# [Assigned task A]
In the blog excerpt, at what time did the writer and Bettie stand outside to watch the Orionid meteor shower?
# [Assigned task B]
List every color the blog excerpt mentions as a possibility for the door of the church at Wittenberg.
# [Assigned task C]
Write a continuation of the blog excerpt that picks up after its final sentence.

# [Text for analysis]
=== Begin Enclosure ===

I like crossword puzzles. I like filling them out, as long as they aren’t too hard, and I really like finishing them. I get a feeling of satisfaction about doing something and doing it all the way to the end.

Sometimes, though, I disagree with the guy who created it. Might be the hardness of the overall puzzle, might be a place where I would have picked a different clue, or every once in a while the theme of the puzzle. Sometimes I just get bothered at the guy.

Then I realize it’s his crossword puzzle, not mine. He gets to choose the size, the contents, the clues, everything. It all belongs to the creator.

And then, God, as He often does, draws me to the spiritual application. It does all belong to the Creator. He *is* the guy. He gets to choose everything. If He chooses to write ten laws to show how perfect He is, and what He wants us to live up to, and which we can’t, it’s His choice. And if He wants to send His only begotten son Jesus to die on the cross because I can’t follow ten simple rules, it’s His choice.

And that’s what He did – and that’s what we are celebrating with the wafer and the juice. The body and the blood of a perfect man – the one who did His life’s crossword puzzle all the way to the end. And He didn’t use a pencil. He didn’t even use ink. He wrote out the answers in His own blood, and He did it perfectly.

Let’s pray. Father God, You are the creator of all things. You made us with free will, and every one of us chose wrongly. So, as part of Your perfect plan, You gave us Jesus. Thank You for the answer to everything. It’s in His name I pray, amen.

(communion meditation for 2017-12-03)

Today marks the 500th anniversary of a Catholic monk rebelling.  I don’t know if the door of the church at Wittenberg was red, black, natural, or “other”.  It was capable of accepting Luther’s 95 Theses, and that’s what kicked off the whole Protestant Reformation.

I don’t have a lot to say about it (the Reformation, not the door).  I’m glad it happened, and I’m pretty sure that Brother Luther wouldn’t recognize what the church has become.

Rather than spend a lot of words saying nothing, I’ll point to Wes King’s commentary.

A week ago, back when it was still summer, Bettie and I stood outside at 2AM and watched the Orionid meteor shower. We didn’t stay long, and it was chilly, but we each saw a couple shooting stars. Fun.

=== End Enclosure ===

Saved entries
=== Begin Enclosure ===

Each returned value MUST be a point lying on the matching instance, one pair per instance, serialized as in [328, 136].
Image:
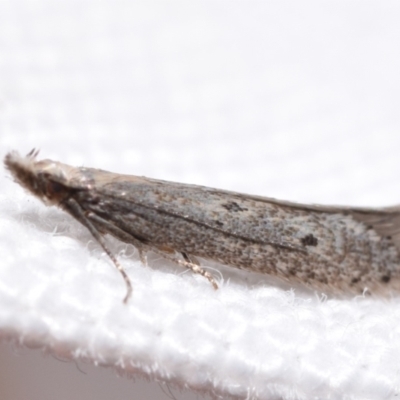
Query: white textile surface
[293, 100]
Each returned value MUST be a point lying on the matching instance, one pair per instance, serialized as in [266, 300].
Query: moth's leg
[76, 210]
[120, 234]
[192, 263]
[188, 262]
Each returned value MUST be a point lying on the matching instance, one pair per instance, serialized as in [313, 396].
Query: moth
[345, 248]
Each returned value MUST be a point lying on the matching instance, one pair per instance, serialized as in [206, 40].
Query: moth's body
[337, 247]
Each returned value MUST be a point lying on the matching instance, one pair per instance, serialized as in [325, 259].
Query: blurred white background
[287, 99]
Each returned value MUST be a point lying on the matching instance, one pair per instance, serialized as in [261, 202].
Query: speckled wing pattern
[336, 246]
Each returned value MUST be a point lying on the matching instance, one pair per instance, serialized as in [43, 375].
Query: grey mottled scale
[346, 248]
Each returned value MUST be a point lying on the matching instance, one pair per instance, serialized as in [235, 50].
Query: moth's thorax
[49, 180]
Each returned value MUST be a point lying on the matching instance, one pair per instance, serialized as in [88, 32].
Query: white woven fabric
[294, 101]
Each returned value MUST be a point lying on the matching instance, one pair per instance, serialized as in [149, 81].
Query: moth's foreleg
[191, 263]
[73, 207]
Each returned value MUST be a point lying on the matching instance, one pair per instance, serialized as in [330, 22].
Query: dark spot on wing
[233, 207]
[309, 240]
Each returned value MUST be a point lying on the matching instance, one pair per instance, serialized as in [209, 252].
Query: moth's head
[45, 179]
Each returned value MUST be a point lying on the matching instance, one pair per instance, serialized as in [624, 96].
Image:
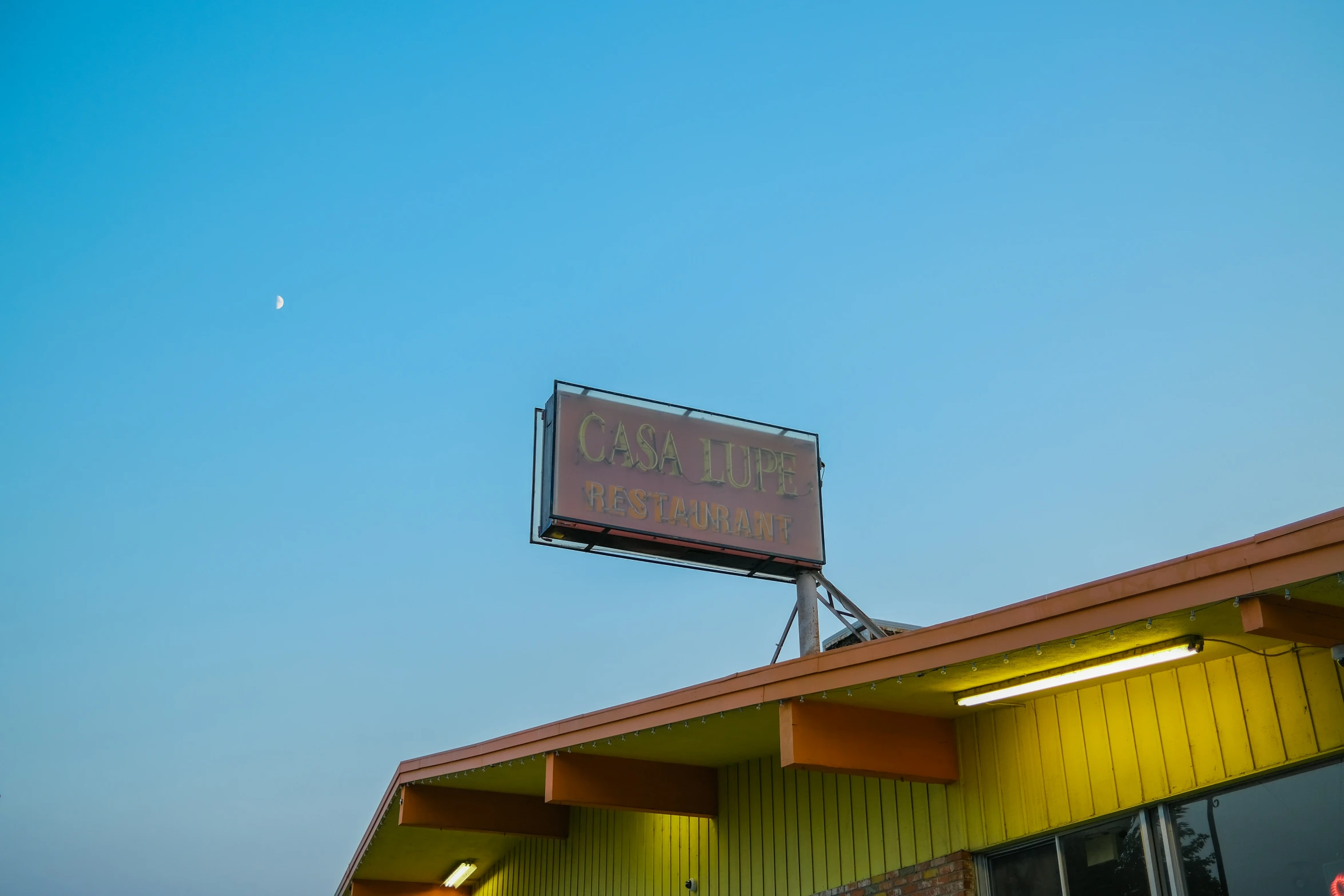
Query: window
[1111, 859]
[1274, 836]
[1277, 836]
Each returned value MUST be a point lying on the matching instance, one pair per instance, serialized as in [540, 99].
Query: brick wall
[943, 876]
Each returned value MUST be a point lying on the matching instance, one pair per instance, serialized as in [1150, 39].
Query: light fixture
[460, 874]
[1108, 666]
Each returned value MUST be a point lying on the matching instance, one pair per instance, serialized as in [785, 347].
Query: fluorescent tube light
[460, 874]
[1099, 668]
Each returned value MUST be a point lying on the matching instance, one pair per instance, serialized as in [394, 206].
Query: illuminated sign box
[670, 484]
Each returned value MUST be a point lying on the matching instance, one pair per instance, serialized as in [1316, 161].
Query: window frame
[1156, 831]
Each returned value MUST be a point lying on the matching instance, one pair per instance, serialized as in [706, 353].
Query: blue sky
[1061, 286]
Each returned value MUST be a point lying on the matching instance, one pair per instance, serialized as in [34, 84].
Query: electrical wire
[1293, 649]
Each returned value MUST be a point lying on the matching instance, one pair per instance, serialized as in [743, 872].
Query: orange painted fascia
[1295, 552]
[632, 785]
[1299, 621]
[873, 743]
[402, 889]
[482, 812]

=== End Enclosure ===

# [Task output A]
At 2AM.

# [Task output B]
Red, black, natural, and "other".

# [Task output C]
In the week before that, around the middle of October, I was still seeing lightning bugs. Not flying around, but resting on the ground. That’s the same way I saw them back in February, which was extraordinarily warm this year.

The two events aren’t related, not directly. One looking up, one looking down. One fast, one very slow. One cold (a dirty snowball, except for at the very end), one doing much better in the heat of high summer rather than either cooler end.

But they are connected. As James Herriot quoted, “The Lord God made them all“. I’m in that bucket, and so are you. We are all creatures, created beings, and we have a Creator. Rather, He has us. What is He going to do with us? It depends on what we do with Him.

I’ve seen a lot of death recently. A coworker’s husband lost both his mother and his father this year. Another coworker lost his teenage son unexpectedly. A third coworker died from cancer after winning a serious battle against another disease. One of Bettie’s former coworkers, younger than she was, died a week ago. The end of life came for each of them, and it’s coming for me. Not a dire announcement, just a recognition that we’re all going to die eventually.

And after that comes the judgment. We’ll be judged on how we lived our lives and spent the blessings we have been given. I have been very blessed, from my parents being who they are to growing up in a family of faith, from attending a church college to finding a wonderful wife, from losing my way to finding solid ground and a well-grounded church and pastor. And still, though I am not perfect, the blood of Jesus makes me so in the eyes of God the Father.

I don’t know what led you to this site. I encourage you to think about your past, and your future, and eternity. Pick up a Bible and read the book of Romans. Take your time, make the investment, decide what matters.

I did, and it has made all the difference. In the world and the next.